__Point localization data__
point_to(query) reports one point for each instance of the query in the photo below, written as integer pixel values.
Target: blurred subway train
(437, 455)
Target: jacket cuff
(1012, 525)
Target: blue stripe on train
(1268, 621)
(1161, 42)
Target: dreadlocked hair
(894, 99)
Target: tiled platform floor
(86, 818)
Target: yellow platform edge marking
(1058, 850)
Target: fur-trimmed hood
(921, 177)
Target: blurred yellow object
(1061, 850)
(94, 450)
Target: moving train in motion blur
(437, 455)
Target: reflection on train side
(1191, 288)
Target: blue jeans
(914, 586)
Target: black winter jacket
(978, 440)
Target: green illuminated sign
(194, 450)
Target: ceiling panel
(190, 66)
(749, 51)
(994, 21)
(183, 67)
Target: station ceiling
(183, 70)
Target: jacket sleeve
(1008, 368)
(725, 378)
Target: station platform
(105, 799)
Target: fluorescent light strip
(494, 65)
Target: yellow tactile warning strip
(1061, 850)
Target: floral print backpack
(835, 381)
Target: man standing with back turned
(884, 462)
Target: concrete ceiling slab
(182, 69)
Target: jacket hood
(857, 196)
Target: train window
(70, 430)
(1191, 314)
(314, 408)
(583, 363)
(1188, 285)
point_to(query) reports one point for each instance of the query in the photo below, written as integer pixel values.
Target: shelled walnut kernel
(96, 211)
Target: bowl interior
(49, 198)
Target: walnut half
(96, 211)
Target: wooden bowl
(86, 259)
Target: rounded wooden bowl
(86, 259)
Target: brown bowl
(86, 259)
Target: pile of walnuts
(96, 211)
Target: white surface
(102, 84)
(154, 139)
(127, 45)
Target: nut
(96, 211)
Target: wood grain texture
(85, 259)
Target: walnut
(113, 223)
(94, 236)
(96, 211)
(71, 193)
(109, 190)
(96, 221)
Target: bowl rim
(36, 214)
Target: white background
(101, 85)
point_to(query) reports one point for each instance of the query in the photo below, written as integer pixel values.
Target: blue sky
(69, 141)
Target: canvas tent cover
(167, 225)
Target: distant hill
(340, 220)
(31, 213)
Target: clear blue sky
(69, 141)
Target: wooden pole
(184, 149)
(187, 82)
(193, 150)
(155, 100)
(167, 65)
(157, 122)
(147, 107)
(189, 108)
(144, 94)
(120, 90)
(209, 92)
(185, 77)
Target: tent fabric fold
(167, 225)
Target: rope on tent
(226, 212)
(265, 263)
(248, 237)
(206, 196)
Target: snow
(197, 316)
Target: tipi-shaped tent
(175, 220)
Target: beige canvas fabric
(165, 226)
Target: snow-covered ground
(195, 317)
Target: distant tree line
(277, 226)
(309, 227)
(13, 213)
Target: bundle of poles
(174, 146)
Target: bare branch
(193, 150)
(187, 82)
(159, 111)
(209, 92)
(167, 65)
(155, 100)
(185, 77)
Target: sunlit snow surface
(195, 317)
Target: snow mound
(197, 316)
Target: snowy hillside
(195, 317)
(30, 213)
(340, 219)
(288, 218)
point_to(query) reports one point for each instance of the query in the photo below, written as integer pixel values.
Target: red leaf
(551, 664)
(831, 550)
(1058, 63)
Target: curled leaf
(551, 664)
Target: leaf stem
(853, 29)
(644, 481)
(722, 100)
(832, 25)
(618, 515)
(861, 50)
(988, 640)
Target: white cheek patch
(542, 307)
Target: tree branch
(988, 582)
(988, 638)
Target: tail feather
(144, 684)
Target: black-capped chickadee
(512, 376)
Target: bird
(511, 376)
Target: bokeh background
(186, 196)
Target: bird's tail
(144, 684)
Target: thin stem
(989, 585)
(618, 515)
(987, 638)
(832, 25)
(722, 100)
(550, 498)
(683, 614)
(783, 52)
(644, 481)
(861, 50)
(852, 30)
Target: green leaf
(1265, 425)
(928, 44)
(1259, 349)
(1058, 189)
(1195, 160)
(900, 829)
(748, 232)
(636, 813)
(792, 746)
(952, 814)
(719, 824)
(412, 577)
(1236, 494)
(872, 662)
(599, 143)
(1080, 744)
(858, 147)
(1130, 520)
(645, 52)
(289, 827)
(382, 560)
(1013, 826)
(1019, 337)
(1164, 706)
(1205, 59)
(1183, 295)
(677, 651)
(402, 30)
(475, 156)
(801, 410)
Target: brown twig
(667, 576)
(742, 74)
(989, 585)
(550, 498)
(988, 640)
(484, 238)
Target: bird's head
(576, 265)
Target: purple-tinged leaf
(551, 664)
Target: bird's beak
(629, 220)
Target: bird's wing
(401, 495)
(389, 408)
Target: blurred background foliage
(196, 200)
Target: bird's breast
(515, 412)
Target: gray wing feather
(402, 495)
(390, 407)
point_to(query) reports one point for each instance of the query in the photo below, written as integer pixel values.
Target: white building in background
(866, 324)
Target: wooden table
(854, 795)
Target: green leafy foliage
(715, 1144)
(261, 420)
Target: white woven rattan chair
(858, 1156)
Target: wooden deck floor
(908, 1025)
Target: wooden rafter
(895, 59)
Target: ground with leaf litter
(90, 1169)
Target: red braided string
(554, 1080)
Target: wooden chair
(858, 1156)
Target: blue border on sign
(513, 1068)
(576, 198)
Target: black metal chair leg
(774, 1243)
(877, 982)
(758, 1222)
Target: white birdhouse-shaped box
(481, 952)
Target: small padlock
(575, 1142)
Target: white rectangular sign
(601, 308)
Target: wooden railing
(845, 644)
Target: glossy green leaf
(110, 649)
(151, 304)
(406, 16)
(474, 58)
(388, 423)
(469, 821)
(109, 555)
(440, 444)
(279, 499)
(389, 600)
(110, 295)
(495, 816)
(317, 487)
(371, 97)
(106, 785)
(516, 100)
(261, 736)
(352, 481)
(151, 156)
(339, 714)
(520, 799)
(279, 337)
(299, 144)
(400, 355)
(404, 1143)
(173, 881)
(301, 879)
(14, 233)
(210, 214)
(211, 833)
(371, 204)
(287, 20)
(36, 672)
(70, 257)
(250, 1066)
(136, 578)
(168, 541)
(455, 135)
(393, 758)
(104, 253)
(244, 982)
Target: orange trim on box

__What is required__
Please output all of the entries without changing a single character.

__Answer to the exercise__
point_to(query) reports one point for each instance of the query in the photo below, written as integer pixel values.
Target: blurred subway train
(437, 455)
Target: jacket cuff
(1012, 525)
Target: blue stripe on train
(1268, 621)
(1161, 42)
Target: dreadlocked hair
(894, 99)
Target: tiled platform floor
(86, 818)
Target: yellow platform edge marking
(1058, 850)
Target: fur-trimmed hood
(921, 177)
Target: blurred yellow object
(1061, 850)
(94, 450)
Target: moving train in motion blur
(437, 455)
Target: reflection on train side
(1191, 288)
Target: blue jeans
(914, 586)
Target: black winter jacket
(978, 440)
Target: green illuminated sign
(194, 450)
Target: ceiling panel
(190, 66)
(749, 51)
(994, 21)
(183, 67)
Target: station ceiling
(183, 70)
Target: jacket sleeve
(1008, 368)
(725, 378)
Target: station platform
(105, 799)
Target: fluorescent light strip
(494, 65)
Target: yellow tactile warning strip
(1061, 850)
Target: floral print backpack
(835, 381)
Target: man standing with back turned
(884, 462)
Target: concrete ceiling slab
(182, 69)
Target: jacket hood
(857, 196)
Target: train window
(70, 430)
(1191, 314)
(314, 408)
(583, 363)
(1188, 285)
point_to(query) reports one point for each instance of the query in the photo below, written as integer pixel values.
Target: shelled walnut kernel
(96, 211)
Target: bowl interior
(49, 198)
Target: walnut half
(96, 211)
Target: wooden bowl
(86, 259)
Target: rounded wooden bowl
(86, 259)
Target: brown bowl
(86, 259)
Target: pile of walnuts
(96, 211)
Target: white surface
(102, 84)
(154, 139)
(127, 45)
Target: nut
(96, 211)
Target: wood grain texture
(85, 259)
Target: walnut
(113, 223)
(94, 236)
(96, 211)
(71, 193)
(109, 190)
(96, 221)
Target: bowl rim
(36, 214)
Target: white background
(101, 85)
point_to(query) reports one point for each instance of the query in the photo below, written as integer pixel values.
Target: blue sky
(69, 141)
Target: canvas tent cover
(167, 225)
Target: distant hill
(340, 220)
(31, 213)
Target: clear blue sky
(69, 141)
Target: wooden pole
(184, 149)
(187, 82)
(193, 150)
(155, 100)
(167, 65)
(157, 122)
(147, 107)
(189, 108)
(144, 94)
(120, 90)
(209, 92)
(185, 77)
Target: tent fabric fold
(167, 225)
Target: rope on tent
(226, 212)
(265, 263)
(248, 237)
(206, 196)
Target: snow
(197, 316)
Target: tipi-shaped tent
(175, 220)
Target: beige canvas fabric
(165, 226)
Target: snow-covered ground
(195, 317)
Target: distant tree line
(277, 226)
(309, 227)
(13, 213)
Target: bundle of poles
(174, 146)
Target: bare branch
(193, 150)
(187, 82)
(159, 111)
(209, 92)
(167, 65)
(155, 100)
(185, 77)
Target: sunlit snow surface
(195, 317)
Target: snow mound
(197, 316)
Target: snowy hillside
(195, 317)
(30, 213)
(340, 219)
(288, 218)
point_to(query) reports one point for each instance of the query in the photo below, written as integer pixel values.
Target: red leaf
(551, 664)
(831, 550)
(1058, 63)
Target: curled leaf
(551, 664)
Target: leaf stem
(853, 29)
(644, 481)
(722, 100)
(832, 25)
(618, 515)
(861, 50)
(988, 640)
Target: white cheek patch
(542, 307)
Target: tree branch
(988, 582)
(988, 638)
Target: tail feather
(144, 684)
Target: black-capped chickadee
(512, 376)
Target: bird
(511, 376)
Target: bokeh background
(186, 196)
Target: bird's tail
(144, 684)
Target: thin stem
(989, 585)
(618, 515)
(987, 638)
(832, 25)
(722, 100)
(550, 498)
(683, 614)
(783, 52)
(644, 481)
(861, 50)
(852, 30)
Target: green leaf
(1265, 425)
(928, 44)
(1259, 349)
(1058, 189)
(1195, 160)
(900, 829)
(748, 232)
(636, 813)
(792, 746)
(952, 814)
(719, 824)
(412, 577)
(1236, 494)
(872, 662)
(599, 143)
(1080, 744)
(858, 147)
(1130, 520)
(645, 52)
(289, 827)
(382, 560)
(1013, 826)
(1019, 337)
(1164, 706)
(1205, 59)
(1183, 295)
(677, 651)
(402, 30)
(475, 156)
(801, 410)
Target: brown twig
(667, 576)
(742, 74)
(989, 585)
(550, 498)
(988, 640)
(484, 238)
Target: bird's head
(576, 265)
Target: purple-tinged leaf
(551, 664)
Target: bird's beak
(629, 220)
Target: bird's wing
(401, 495)
(389, 408)
Target: blurred background foliage
(196, 200)
Target: bird's breast
(515, 412)
Target: gray wing feather
(402, 495)
(390, 407)
point_to(query) reports one point for each instance of the query in the photo below, written as integer pixel values.
Target: white building in background
(866, 324)
Target: wooden table
(854, 795)
Target: green leafy foliage
(715, 1144)
(261, 420)
Target: white woven rattan chair
(858, 1156)
Target: wooden deck floor
(908, 1025)
Target: wooden rafter
(895, 59)
Target: ground with leaf litter
(90, 1169)
Target: red braided string
(554, 1080)
Target: wooden chair
(858, 1156)
Target: blue border on sign
(513, 1068)
(576, 198)
Target: black metal chair leg
(774, 1243)
(877, 982)
(758, 1222)
Target: white birdhouse-shaped box
(481, 952)
Target: small padlock
(575, 1142)
Target: white rectangular sign
(601, 308)
Target: wooden railing
(845, 644)
Target: glossy green leaf
(110, 649)
(151, 304)
(406, 16)
(474, 58)
(388, 423)
(469, 821)
(109, 555)
(440, 444)
(279, 499)
(389, 600)
(110, 295)
(495, 816)
(317, 487)
(371, 97)
(106, 785)
(516, 100)
(261, 736)
(352, 481)
(151, 156)
(339, 714)
(520, 799)
(279, 337)
(299, 144)
(400, 355)
(404, 1143)
(173, 881)
(301, 879)
(14, 233)
(210, 214)
(211, 833)
(371, 204)
(287, 20)
(36, 672)
(70, 257)
(250, 1066)
(136, 578)
(168, 541)
(455, 135)
(393, 758)
(104, 253)
(244, 982)
Target: orange trim on box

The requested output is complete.